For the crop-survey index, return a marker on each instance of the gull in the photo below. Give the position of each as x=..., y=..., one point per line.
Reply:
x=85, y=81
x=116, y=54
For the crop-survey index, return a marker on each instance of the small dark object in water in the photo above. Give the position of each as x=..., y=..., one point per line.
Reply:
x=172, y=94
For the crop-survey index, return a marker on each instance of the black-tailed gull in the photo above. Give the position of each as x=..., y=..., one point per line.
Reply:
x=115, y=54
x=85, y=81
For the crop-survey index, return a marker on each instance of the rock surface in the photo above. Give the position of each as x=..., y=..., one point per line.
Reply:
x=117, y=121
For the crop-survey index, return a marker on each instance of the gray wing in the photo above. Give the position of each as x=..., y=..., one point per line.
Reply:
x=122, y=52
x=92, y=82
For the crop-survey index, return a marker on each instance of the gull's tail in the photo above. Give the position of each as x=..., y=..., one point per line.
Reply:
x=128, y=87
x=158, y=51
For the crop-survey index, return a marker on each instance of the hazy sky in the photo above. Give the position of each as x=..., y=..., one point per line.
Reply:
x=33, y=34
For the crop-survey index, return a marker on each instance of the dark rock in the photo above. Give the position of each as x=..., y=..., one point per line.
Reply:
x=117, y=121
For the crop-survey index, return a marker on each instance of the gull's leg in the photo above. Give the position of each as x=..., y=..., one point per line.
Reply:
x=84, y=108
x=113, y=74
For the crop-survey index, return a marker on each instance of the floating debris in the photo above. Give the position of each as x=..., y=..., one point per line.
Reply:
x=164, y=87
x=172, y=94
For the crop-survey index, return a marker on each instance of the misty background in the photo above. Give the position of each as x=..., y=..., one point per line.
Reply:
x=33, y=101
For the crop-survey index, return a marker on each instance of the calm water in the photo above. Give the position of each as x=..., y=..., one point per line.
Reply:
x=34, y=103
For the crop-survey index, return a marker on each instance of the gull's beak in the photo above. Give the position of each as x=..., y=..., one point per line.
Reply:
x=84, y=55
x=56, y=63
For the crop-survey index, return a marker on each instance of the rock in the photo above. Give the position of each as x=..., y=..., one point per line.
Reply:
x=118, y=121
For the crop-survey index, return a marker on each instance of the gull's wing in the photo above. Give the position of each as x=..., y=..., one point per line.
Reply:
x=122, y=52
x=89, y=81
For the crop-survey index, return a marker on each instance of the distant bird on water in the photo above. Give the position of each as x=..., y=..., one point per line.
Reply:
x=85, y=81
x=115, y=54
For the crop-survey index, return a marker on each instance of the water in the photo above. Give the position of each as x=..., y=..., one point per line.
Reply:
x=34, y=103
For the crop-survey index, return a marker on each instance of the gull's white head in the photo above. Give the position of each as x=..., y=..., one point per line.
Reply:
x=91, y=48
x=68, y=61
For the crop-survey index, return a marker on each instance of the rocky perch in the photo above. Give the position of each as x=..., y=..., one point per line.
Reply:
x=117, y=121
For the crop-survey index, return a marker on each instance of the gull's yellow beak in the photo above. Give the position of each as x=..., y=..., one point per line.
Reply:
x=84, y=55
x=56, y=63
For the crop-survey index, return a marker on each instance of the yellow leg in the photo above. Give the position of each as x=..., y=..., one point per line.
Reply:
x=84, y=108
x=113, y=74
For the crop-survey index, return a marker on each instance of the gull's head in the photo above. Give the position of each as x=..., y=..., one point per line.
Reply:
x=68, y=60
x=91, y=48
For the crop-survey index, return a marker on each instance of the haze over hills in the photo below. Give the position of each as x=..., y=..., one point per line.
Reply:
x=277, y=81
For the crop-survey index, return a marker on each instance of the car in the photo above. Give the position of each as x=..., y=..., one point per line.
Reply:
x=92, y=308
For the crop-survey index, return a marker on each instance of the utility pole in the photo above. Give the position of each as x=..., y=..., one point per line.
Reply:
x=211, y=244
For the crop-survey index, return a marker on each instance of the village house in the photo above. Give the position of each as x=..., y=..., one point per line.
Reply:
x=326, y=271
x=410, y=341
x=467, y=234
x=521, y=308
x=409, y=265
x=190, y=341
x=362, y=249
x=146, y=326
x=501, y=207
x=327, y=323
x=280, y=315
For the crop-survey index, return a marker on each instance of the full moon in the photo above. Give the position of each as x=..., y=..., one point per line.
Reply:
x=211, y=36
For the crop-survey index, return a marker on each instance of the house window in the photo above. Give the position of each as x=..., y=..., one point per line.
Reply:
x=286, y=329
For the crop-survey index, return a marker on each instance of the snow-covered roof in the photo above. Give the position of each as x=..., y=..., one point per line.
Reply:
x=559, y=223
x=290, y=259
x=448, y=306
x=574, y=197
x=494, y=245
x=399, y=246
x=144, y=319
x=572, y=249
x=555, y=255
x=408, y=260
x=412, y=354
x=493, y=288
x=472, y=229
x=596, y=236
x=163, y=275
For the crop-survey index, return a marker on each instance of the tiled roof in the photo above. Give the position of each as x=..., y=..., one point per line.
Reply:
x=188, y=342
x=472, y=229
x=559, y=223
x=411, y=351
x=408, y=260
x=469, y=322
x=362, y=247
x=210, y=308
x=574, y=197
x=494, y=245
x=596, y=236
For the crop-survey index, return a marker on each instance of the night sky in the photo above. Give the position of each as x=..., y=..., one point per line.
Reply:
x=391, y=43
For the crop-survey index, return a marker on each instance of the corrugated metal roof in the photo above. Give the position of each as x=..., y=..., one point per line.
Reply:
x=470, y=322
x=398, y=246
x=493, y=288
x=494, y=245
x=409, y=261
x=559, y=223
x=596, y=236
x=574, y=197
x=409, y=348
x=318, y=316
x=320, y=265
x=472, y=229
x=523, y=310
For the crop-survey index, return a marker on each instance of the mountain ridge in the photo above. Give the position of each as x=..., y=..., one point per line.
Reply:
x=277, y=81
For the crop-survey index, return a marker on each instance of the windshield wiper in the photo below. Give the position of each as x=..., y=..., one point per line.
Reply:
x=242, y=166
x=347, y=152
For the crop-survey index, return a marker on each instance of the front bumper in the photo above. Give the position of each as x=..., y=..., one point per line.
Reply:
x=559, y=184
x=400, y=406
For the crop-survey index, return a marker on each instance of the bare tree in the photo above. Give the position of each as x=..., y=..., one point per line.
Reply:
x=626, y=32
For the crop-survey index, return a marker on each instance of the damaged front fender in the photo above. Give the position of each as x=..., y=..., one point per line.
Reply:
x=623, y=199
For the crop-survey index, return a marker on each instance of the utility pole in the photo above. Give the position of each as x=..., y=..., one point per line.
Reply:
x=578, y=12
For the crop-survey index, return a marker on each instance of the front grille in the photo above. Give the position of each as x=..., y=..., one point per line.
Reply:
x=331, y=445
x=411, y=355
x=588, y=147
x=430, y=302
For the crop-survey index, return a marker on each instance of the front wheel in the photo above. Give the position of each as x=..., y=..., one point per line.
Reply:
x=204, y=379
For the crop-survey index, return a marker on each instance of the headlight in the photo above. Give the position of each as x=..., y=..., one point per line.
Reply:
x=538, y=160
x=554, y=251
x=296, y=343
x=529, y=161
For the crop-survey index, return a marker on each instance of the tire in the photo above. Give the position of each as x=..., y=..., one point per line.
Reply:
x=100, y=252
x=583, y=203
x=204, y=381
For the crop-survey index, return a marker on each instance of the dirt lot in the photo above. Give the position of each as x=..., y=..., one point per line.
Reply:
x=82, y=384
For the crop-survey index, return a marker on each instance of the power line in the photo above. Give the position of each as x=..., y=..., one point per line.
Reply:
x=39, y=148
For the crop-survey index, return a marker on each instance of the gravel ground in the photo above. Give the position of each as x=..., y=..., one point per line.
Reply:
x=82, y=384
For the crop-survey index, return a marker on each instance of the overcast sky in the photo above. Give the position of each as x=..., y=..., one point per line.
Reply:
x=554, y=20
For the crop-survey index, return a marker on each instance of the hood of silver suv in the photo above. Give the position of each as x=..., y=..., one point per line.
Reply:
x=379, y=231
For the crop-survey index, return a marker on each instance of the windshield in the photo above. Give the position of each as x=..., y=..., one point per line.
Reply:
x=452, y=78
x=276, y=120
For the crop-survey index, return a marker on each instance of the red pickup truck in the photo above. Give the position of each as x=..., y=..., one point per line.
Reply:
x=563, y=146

### WHAT NEEDS TO BE DONE
Reproduce the lines of the items above verbatim, beginning with the line that contains "of the tire" and continuing through the line that contains "x=379, y=231".

### FINISHED ANSWER
For the crop-survey index, return a marker on each instance of the tire in the photo above. Give the position of each as x=..., y=..., one point per line.
Reply:
x=100, y=252
x=583, y=203
x=204, y=381
For the crop-survey index, return a marker on each instance of the dirt lot in the photo above. Give the position of each as x=..., y=..., one point per line.
Reply:
x=82, y=384
For the crop-survey index, return a marker on each instance of the power line in the photo above. Give the position of each as x=..., y=..., one point per line.
Reply:
x=39, y=148
For the crop-survey index, return a marker on each instance of the gravel ground in the photo above. Give the position of each as x=..., y=..., one point per line.
Reply:
x=82, y=384
For the crop-survey index, return a marker on each instance of the overcast sky in the photo above. Give the position of each as x=..., y=..., one point per line.
Reply:
x=554, y=20
For the crop-survey index, return a marker on each instance of the hood of silver suv in the photo above. Give the position of each as x=..., y=..., one point per line.
Reply:
x=379, y=231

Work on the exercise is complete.